BRANO DA LEGGERE
COMMENTO ALLE LETTURE

Commento a cura di don Paolo Matarrese

In questo anno giubilare, ai pellegrini venuti a Roma, viene proposto un cammino che parte da Castel Sant'Angelo e, percorrendo via della Conciliazione, termina a piazza San Pietro con il passaggio della Porta Santa. A livello simbolico, esso rappresenta il cammino di conversione che il Giubileo ci offre per rinnovare la nostra fede. Si parte infatti da Castel Sant'Angelo, nato come mausoleo funebre che, con la sua struttura massiccia e circolare, rappresenta le “chiusure mortifere” sul nostro IO, che ci portano ad allontanarci da Dio e a disinteressarsi degli altri. Da questo punto di partenza ci si mette in cammino (conversione) verso piazza San Pietro che, a livello architettonico, si presenta invece come un abbraccio, aperto e misericordioso, da parte del Signore e della sua Chiesa nei confronti dei pellegrini invitati a riaprire la loro vita alla misericordia di Dio e agli altri, in particolare i poveri.

Il simbolismo di questo cammino giubilare, può aiutarci ad entrare nella pagina del vangelo di oggi, dove Gesù, attraverso questo racconto del ricco e del povero Lazzaro, ci sollecita a verificarci a che punto stiamo in questo cammino di conversione.

Un paio di domeniche fa Gesù ci aveva ricordato che “Dio, non ha mandato il Figlio nel mondo per condannare il mondo, ma perché il mondo sia salvato per mezzo di lui”(Gv3,17) e infatti Gesù, nel racconto di oggi, solo apparentemente sembra consegnarci una storia centrata su una sentenza definitiva dei protagonisti: Lazzaro consolato e il ricco condannato ai tormenti, ma in realtà questo racconto è l'ennesimo e accorato invito di Gesù alla nostra conversione e alla possibilità di aprirci alla salvezza che Lui ci è venuto a donare!

ESERCIZIO SCRITTO
Nel brano da leggere, da quale luogo parte il cammino proposto ai pellegrini venuti a Roma?

DATI REGISTRATI
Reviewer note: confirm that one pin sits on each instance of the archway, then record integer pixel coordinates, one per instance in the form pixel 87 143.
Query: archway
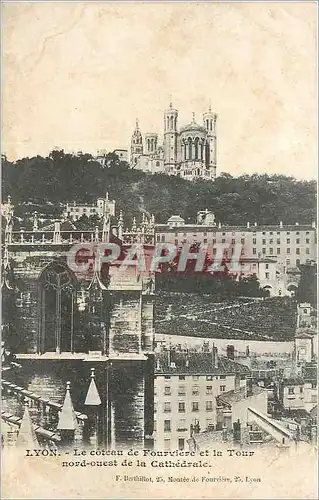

RISPOSTA
Il cammino parte da Castel Sant'Angelo.